- Activity: Output the data below exactly, without images.

+++ Source material

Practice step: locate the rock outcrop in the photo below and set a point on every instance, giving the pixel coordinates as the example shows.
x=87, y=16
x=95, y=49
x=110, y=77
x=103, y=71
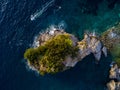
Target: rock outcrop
x=114, y=84
x=90, y=44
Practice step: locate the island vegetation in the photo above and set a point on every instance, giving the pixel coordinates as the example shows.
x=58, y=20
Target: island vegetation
x=49, y=57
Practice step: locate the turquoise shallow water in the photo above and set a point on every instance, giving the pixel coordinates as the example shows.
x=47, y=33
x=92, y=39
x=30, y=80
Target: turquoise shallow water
x=17, y=33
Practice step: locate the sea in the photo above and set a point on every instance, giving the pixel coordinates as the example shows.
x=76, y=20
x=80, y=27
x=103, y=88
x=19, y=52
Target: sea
x=21, y=21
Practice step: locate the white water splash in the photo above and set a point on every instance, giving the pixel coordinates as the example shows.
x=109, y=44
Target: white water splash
x=38, y=13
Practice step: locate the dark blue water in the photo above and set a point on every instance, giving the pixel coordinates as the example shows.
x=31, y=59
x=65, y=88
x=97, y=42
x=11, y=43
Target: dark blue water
x=17, y=33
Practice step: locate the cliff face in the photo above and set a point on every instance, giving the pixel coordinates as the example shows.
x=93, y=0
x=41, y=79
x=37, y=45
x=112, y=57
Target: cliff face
x=90, y=44
x=111, y=39
x=52, y=54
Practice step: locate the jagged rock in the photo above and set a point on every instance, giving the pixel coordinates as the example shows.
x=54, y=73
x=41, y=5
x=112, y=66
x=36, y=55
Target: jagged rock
x=111, y=85
x=104, y=49
x=90, y=44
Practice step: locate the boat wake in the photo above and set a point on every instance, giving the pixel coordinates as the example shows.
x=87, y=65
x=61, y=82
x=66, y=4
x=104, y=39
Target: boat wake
x=38, y=13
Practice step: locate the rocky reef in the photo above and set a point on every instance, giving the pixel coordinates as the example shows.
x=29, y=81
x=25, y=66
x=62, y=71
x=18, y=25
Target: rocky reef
x=58, y=50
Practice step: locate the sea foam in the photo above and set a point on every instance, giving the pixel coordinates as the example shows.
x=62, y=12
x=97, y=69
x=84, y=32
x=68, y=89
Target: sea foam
x=39, y=12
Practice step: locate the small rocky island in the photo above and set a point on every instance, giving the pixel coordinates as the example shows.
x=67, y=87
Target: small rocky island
x=58, y=50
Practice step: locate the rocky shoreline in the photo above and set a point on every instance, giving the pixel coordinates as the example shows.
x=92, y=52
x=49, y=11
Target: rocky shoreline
x=91, y=43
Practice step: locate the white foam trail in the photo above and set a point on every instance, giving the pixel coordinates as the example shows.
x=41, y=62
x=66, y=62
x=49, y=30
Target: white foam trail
x=38, y=13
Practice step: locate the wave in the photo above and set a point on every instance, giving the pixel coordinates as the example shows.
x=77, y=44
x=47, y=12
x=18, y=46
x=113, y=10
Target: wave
x=38, y=13
x=60, y=26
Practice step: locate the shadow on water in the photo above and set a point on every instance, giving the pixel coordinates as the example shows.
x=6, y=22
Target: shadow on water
x=87, y=71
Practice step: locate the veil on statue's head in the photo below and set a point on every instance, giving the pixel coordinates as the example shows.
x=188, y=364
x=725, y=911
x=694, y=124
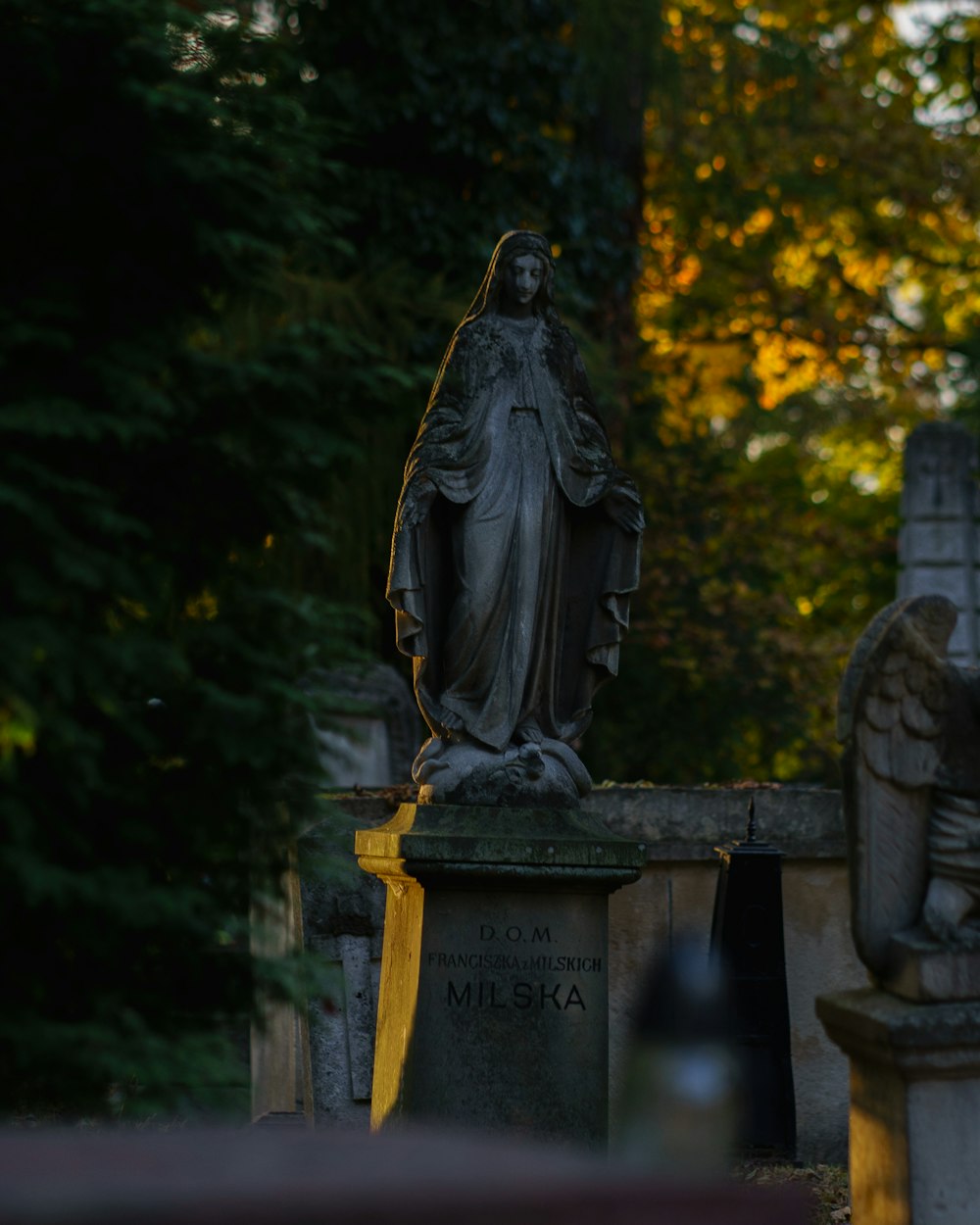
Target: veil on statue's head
x=514, y=244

++++++

- Exercise solution:
Practice step: locate the rock outcrop in the photo below and set a point on every instance, giving the pixel coordinates as the example shows.
x=87, y=16
x=95, y=49
x=110, y=77
x=103, y=71
Target: rock outcrop
x=114, y=84
x=90, y=44
Practice step: locate the island vegetation in the photo above and set a point on every instance, giving the pixel coordinates as the example shows.
x=58, y=20
Target: island vegetation
x=49, y=57
Practice step: locate the turquoise shallow water in the photo above and set a point on every instance, giving the pixel coordinates as the example shows.
x=47, y=33
x=92, y=39
x=30, y=80
Target: turquoise shallow water
x=17, y=33
Practice step: locate the sea in the photo above and set a point on every instance, giving the pixel coordinates as the example shows.
x=76, y=20
x=80, y=27
x=103, y=88
x=19, y=52
Target: sea
x=21, y=21
Practice step: locate the white water splash in the photo above and set a point on every instance, giving the pixel coordinates as the example shows.
x=109, y=44
Target: white water splash
x=38, y=13
Practice step: locate the dark blue water in the photo above and set a point on every instance, giving the pixel coordinates as the example shows.
x=31, y=59
x=65, y=88
x=97, y=42
x=11, y=43
Target: dark blue water
x=17, y=33
Practice step: locate the cliff face in the photo above and set a point on every instance, giving the pixel coordinates as the example shows.
x=93, y=0
x=41, y=79
x=37, y=45
x=112, y=57
Target: cliff face
x=90, y=44
x=111, y=39
x=52, y=54
Practice step: locate the jagged rock in the photo above and set a point on every instance, giving the pixel coordinates as the example shows.
x=54, y=73
x=41, y=5
x=112, y=66
x=36, y=55
Target: jagged rock
x=111, y=85
x=104, y=49
x=90, y=44
Practice step: locate the boat wake in the photo above and set a point on every instance, giving the pixel coordinates as the example shows.
x=87, y=65
x=61, y=82
x=66, y=4
x=104, y=39
Target: boat wake
x=38, y=13
Practice step: locate the rocky reef in the photo above and set a point on every instance, giving the pixel coordinates as the example shows.
x=29, y=81
x=25, y=66
x=62, y=71
x=18, y=25
Target: rocky reef
x=58, y=50
Practice step: locate the sea foam in the photo above and set a point on every instance, giving the pixel coordinates as the example shows.
x=62, y=12
x=97, y=69
x=84, y=32
x=68, y=89
Target: sea foam
x=39, y=12
Practice step: locate the small rocky island in the photo above and set a point on every instance, giving the pixel coordinates as the example shows.
x=67, y=87
Target: small rocky island
x=58, y=50
Practice step: locate the rocky shoreline in the photo above and set a point on every instance, giving the pixel coordinates as the example shows.
x=92, y=52
x=49, y=11
Target: rocky shoreline
x=91, y=43
Practice step: locate the white foam trail in the photo above and set a point on every instance, giving the pixel coordinates as the example shows.
x=41, y=62
x=66, y=62
x=49, y=30
Target: white foam trail
x=38, y=13
Practice step: locate the wave in the photo above and set a point on every instance, giving the pixel coordinates as the example shows.
x=77, y=44
x=47, y=12
x=18, y=46
x=113, y=10
Target: wave
x=38, y=13
x=60, y=26
Practice step: locate the shadow on water in the photo above and set a point on every instance, giving the pixel coordinates as the example shows.
x=6, y=22
Target: shadow on water
x=87, y=71
Practice step: locate the veil on statue's head in the photo below and set a point on every instance, giving the pixel coordinates as the example shows.
x=188, y=364
x=725, y=911
x=694, y=124
Target: veil on statue's head
x=514, y=244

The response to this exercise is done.